- **BRIEF**
Please repeat all the entries. Nothing may differ.

(Stored items)
■ ■ ■ ■

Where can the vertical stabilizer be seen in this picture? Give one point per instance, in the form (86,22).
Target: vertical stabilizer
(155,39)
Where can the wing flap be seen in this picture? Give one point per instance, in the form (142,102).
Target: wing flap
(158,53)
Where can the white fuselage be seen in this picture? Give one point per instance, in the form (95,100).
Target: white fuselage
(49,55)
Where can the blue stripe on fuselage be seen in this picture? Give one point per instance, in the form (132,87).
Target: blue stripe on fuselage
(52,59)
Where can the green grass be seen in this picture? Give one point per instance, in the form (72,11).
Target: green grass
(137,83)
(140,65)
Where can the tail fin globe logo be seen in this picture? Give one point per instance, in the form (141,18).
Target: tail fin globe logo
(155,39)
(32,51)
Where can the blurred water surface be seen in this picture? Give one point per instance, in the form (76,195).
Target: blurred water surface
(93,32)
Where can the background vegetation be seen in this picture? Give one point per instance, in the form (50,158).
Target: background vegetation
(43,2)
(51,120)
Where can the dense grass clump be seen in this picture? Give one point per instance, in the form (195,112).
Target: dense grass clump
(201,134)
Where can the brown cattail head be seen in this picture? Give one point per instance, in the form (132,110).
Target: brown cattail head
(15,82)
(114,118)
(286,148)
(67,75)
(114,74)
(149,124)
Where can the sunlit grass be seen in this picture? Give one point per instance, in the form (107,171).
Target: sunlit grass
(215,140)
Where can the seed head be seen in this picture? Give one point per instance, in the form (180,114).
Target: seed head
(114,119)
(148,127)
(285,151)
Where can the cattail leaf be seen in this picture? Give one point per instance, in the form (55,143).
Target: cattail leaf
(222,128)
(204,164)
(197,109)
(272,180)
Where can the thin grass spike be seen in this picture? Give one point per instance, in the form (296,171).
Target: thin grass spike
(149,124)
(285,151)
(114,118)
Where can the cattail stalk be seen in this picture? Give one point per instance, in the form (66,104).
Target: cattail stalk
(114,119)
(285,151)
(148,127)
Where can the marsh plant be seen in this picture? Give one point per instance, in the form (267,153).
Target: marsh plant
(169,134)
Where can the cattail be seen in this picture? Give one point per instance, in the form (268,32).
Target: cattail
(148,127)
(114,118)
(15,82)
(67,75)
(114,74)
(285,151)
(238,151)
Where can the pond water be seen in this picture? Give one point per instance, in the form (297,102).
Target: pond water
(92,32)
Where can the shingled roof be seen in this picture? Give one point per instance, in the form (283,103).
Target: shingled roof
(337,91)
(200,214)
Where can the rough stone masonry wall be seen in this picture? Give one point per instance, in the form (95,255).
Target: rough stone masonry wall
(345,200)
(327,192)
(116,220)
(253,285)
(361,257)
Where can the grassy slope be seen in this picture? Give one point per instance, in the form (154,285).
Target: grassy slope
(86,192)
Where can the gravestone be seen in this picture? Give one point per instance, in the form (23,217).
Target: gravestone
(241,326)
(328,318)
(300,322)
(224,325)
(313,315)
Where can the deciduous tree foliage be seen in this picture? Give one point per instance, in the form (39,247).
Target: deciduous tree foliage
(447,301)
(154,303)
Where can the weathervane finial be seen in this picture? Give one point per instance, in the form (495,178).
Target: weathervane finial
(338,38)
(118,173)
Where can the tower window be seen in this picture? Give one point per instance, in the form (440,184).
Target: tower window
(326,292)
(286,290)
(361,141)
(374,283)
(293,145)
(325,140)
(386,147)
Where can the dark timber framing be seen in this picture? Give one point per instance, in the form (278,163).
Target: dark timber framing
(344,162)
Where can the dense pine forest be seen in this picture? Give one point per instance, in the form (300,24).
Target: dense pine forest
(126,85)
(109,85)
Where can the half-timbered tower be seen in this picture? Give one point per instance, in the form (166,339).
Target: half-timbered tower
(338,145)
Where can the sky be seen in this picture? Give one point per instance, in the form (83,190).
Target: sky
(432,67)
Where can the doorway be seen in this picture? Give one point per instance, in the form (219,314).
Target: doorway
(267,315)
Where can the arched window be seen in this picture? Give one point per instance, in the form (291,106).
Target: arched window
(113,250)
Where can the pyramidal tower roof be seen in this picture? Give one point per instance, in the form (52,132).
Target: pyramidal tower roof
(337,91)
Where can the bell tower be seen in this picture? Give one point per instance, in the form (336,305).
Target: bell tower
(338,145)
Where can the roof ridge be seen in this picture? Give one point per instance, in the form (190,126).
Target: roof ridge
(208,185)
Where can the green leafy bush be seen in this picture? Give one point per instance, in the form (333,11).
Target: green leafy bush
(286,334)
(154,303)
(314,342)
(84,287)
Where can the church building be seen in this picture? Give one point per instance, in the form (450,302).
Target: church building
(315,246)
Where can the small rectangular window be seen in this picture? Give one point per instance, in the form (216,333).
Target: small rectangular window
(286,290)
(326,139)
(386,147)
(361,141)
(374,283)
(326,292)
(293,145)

■ ■ ■ ■

- **RESPONSE AREA**
Where can the vertical stabilizer be seen in this picture? Give one point per instance, in the form (86,22).
Target: vertical stabilizer
(155,39)
Where can the wing flap be seen in this picture? Give one point per instance, in the form (142,102).
Target: wing flap
(158,53)
Where can the white fuselage be seen in this picture? Give one point per instance, in the form (95,100).
Target: white fuselage
(49,55)
Where can the blue stripe on fuselage be seen in this picture? Give one point per instance, in the form (132,87).
Target: blue stripe on fuselage
(52,59)
Where can the green grass be seen in this picture? Give one point per instance, in the form (72,11).
Target: green grass
(137,83)
(140,65)
Where can the tail fin globe logo be seen in this picture? Give one point per instance, in the form (141,18).
Target: tail fin globe logo
(155,39)
(32,51)
Where can the blurred water surface be seen in this picture? Give one point per instance, in the form (76,195).
Target: blurred water surface
(93,32)
Where can the background vegetation be seen in this picture? Give one point per instance, in the form (50,158).
Target: background vegetation
(43,2)
(51,120)
Where can the dense grass clump be seen in this picture? Give one point per instance, in the form (195,112).
Target: dense grass clump
(201,134)
Where can the brown cattail head be seen in this picture? Give one point per instance, in the form (132,110).
Target: brown cattail head
(15,82)
(114,118)
(286,148)
(67,75)
(114,74)
(149,124)
Where can the sunlit grass be seen in this picture? Give one point per instance, in the form (107,171).
Target: sunlit grass
(215,140)
Where can the seed head be seen in this picture? Give one point per instance, in the form (180,114).
Target: seed head
(114,119)
(148,127)
(285,151)
Where can the cattail leaf be seen in this picture? Give one point per instance, in the form (55,143).
Target: cattail leaf
(222,128)
(204,164)
(197,109)
(272,180)
Where can the thin grass spike be seen in this picture? Give one point per instance, in the form (296,171).
Target: thin grass spike
(149,124)
(285,151)
(114,118)
Where can the cattail stalk be seen in this picture? Give one point per instance, in the form (66,104).
Target: cattail stalk
(114,119)
(285,151)
(148,127)
Where can the marsh plant be seen in this picture? Give one point per instance, in the form (267,153).
Target: marsh plant
(169,134)
Where can the cattail be seen in this picture? Give one point per instance, in the form (268,32).
Target: cattail
(148,127)
(114,118)
(15,82)
(67,75)
(114,74)
(285,151)
(238,151)
Where can the pond water be seen in this picture? Give one point per instance, in the form (297,102).
Target: pond water
(92,32)
Where can the shingled roof be seen in this picture? Give one point per instance, in the form (283,103).
Target: shingled roof
(337,91)
(200,214)
Where can the rough stone masonry wall be seen in this picture? Give one point per instance, in the form (95,255).
Target: rough stone masonry wall
(345,200)
(327,192)
(116,220)
(253,285)
(361,257)
Where can the grassy slope be seen in this picture? Give one point per instance, in the form (154,285).
Target: grassy slope
(86,192)
Where can the gravestone be seen in this picture? Give one point per instance, in the form (23,217).
Target: gravestone
(241,326)
(328,318)
(300,322)
(224,325)
(313,315)
Where can the deciduous tree foliage be seen in this picture? Give one point per instance, in the form (39,247).
Target: deciduous tree foliage
(447,301)
(154,303)
Where can the weathervane finial be seen in this picture? Give one point per instance, in the form (495,178).
Target: weathervane finial
(338,38)
(118,173)
Where can the tower window be seen in this picture? Give one point per instance, in the form (440,184).
Target: tower window
(326,292)
(286,290)
(361,141)
(374,283)
(293,145)
(325,140)
(386,147)
Where can the dark timber framing be seen in this picture? Give one point per instance, in the form (278,163).
Target: dark timber framing
(344,162)
Where can the dense pine forest be seen in this picture? Give one point per instance, in the form (300,24).
Target: dense pine forest
(126,85)
(109,85)
Where can the half-timbered tower be seen in this picture? Give one point per instance, in the form (166,339).
Target: half-timbered tower
(338,145)
Where can the sky be seen in this picture? Give one point per instance, in the form (83,190).
Target: sky
(432,67)
Where can the doorway be seen in this picture? Give one point per instance, in the form (219,314).
Target: doorway
(267,315)
Where can the arched window be seen in this picture? Give one point per instance, in the form (291,106).
Target: arched window
(113,250)
Where can the pyramidal tower roof be seen in this picture? Give one point per instance, in the form (52,132).
Target: pyramidal tower roof
(337,91)
Where can the bell tower be seen in this picture? Give one point per instance, in the form (336,305).
Target: bell tower
(338,145)
Where can the roof ridge be seen in this picture? Give one point per instance, in the form (190,126).
Target: roof ridge
(208,185)
Where can the green leafy bush be seen in this picture? Give one point per instance, in the form (333,11).
Target: green leafy bush
(286,334)
(154,303)
(314,342)
(84,287)
Where can the church building be seen in this picture? Give one point per instance, in the form (450,302).
Target: church building
(315,246)
Where can the small rectangular window be seen in this picture? Give one point per instance, in the form (216,333).
Target: small rectangular window
(286,290)
(326,139)
(386,147)
(361,141)
(374,283)
(326,292)
(293,145)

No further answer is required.